» **Exercise description**
Reproduce the items below word for word, starting at the very first line and ending at the line that contains "pixel 475 343", with both of those lines included.

» **Input data**
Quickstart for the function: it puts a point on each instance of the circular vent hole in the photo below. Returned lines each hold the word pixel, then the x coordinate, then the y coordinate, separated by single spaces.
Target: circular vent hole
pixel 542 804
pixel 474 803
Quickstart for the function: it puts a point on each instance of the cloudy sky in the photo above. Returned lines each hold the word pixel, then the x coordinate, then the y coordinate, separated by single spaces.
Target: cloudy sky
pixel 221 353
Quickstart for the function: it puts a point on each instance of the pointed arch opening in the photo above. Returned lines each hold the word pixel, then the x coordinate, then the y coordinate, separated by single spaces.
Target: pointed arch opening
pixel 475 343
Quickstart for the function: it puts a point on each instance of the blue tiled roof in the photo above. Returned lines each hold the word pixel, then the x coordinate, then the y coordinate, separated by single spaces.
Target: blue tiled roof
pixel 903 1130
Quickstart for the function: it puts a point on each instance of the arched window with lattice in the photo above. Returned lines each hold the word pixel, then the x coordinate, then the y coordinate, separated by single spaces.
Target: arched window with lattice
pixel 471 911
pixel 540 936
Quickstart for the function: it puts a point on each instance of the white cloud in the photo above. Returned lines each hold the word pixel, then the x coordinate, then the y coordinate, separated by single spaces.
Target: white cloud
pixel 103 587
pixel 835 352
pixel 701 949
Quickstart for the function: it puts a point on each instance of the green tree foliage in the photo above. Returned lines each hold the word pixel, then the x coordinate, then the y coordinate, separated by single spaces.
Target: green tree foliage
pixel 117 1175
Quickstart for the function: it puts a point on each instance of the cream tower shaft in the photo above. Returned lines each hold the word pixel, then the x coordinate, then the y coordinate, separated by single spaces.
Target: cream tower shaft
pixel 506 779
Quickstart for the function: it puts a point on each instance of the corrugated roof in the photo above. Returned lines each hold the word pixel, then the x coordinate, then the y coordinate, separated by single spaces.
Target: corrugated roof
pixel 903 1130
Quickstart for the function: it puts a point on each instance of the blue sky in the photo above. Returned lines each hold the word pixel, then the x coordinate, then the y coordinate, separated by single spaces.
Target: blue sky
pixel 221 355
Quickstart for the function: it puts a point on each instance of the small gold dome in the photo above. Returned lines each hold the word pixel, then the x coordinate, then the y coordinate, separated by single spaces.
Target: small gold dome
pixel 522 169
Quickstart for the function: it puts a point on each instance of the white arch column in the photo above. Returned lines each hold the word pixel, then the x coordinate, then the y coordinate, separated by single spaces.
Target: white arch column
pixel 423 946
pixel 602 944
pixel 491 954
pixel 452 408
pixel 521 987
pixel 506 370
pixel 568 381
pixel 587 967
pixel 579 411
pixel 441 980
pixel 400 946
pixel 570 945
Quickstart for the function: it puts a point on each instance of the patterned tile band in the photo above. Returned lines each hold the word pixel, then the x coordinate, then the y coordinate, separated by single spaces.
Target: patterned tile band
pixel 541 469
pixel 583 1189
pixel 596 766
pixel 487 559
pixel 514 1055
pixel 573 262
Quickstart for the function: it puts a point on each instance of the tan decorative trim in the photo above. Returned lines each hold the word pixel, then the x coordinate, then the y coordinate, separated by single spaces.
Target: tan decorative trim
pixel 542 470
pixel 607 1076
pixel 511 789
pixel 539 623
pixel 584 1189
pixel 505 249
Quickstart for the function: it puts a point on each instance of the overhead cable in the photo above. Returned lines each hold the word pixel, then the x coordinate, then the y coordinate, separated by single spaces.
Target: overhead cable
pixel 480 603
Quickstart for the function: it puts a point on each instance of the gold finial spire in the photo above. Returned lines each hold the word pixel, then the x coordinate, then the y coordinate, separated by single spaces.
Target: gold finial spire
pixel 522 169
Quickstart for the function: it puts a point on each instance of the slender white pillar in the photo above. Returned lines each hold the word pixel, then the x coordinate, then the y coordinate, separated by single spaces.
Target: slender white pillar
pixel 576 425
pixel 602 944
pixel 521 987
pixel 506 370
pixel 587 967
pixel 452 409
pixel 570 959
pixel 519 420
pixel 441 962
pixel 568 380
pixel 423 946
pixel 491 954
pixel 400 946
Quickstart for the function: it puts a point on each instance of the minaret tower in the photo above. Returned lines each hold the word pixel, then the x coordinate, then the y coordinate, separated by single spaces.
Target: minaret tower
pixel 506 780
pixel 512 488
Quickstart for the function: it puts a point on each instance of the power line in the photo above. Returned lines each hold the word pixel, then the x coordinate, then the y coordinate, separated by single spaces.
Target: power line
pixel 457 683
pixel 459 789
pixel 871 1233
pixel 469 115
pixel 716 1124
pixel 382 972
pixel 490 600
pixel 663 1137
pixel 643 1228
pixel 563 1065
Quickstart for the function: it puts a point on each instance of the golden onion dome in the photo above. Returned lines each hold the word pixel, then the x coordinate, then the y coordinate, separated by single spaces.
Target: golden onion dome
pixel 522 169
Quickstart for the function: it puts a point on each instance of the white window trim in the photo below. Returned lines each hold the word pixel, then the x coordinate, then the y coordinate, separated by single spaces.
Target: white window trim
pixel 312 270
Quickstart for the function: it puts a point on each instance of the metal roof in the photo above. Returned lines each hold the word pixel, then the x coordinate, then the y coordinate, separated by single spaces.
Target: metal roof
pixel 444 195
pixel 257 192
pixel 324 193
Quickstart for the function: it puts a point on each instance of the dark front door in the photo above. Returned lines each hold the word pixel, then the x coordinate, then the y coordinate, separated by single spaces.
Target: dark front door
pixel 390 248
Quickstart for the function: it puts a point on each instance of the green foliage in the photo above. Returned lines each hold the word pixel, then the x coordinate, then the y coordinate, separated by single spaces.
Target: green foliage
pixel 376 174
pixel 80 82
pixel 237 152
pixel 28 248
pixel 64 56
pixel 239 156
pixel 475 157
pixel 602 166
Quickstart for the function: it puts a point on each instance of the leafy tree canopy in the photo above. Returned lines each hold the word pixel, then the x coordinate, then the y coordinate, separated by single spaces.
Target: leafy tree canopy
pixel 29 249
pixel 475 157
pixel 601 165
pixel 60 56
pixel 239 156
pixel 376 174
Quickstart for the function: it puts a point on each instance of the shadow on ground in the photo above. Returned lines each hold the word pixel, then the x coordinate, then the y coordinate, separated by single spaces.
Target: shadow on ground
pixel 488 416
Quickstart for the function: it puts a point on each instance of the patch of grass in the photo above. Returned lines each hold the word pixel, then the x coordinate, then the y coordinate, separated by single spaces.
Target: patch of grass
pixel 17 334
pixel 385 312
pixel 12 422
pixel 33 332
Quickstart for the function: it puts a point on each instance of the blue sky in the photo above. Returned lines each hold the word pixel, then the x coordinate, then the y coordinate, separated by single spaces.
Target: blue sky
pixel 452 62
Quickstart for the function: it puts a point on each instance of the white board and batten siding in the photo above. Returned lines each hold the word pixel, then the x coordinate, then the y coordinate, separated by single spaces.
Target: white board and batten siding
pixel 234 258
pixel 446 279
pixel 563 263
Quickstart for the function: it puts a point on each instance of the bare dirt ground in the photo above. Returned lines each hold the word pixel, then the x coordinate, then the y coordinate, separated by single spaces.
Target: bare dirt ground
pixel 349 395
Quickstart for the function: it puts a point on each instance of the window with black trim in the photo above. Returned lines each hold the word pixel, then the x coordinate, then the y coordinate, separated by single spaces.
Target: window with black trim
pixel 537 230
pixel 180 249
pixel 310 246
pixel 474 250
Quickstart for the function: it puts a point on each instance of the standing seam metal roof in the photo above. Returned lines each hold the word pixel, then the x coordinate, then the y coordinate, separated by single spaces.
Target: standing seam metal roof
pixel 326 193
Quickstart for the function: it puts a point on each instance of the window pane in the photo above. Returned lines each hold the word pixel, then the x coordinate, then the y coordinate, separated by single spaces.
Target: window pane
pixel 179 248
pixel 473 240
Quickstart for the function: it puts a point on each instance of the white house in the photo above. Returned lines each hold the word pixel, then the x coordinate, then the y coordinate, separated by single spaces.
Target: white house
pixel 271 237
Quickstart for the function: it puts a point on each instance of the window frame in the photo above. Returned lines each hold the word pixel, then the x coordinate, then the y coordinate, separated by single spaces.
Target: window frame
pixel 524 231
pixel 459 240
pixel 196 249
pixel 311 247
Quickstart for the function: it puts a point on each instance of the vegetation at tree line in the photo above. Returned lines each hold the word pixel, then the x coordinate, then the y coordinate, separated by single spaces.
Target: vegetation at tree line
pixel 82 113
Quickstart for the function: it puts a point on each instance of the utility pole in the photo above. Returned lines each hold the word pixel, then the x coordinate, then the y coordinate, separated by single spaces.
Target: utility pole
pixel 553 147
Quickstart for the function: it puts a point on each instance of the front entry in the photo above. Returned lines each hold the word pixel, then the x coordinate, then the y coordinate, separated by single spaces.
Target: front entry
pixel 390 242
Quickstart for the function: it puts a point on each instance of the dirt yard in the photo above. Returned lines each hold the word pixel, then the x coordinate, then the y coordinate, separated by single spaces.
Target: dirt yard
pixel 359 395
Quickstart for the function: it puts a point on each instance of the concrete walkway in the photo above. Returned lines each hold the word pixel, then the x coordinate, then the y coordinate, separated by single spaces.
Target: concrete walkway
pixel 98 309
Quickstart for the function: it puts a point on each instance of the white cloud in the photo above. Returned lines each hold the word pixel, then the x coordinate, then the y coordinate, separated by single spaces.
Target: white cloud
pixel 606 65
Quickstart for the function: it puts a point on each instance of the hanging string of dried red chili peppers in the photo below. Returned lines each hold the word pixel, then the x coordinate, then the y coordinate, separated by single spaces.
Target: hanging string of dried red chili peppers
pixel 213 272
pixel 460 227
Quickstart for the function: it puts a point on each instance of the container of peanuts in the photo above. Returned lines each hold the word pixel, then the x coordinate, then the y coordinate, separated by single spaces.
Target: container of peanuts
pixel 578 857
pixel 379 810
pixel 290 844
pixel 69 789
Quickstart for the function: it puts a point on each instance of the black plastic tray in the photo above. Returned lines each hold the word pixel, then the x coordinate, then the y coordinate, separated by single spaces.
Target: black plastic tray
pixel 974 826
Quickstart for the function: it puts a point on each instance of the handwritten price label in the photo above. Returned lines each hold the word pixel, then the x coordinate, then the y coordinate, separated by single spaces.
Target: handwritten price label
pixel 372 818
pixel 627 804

» **Reply to the exercise**
Quickstart for the function: it puts a point on each instance of the circular vent hole in the photo below. Returned lines each hold the word pixel, then the x coordinate, then the y coordinate, separated by single spaces.
Target: circular vent hole
pixel 542 804
pixel 474 803
Quickstart for the function: it puts a point on each instance of the cloudy sky in the photo above. Returned lines each hold the word pixel, then the x coordinate, then the y coordinate, separated by single spaces.
Target: cloudy sky
pixel 221 353
Quickstart for the function: it puts a point on each instance of the pointed arch opening in the photo above. Returned lines each hold the word pixel, then the x coordinate, then the y coordinate, separated by single spaces.
Target: pointed arch opening
pixel 475 343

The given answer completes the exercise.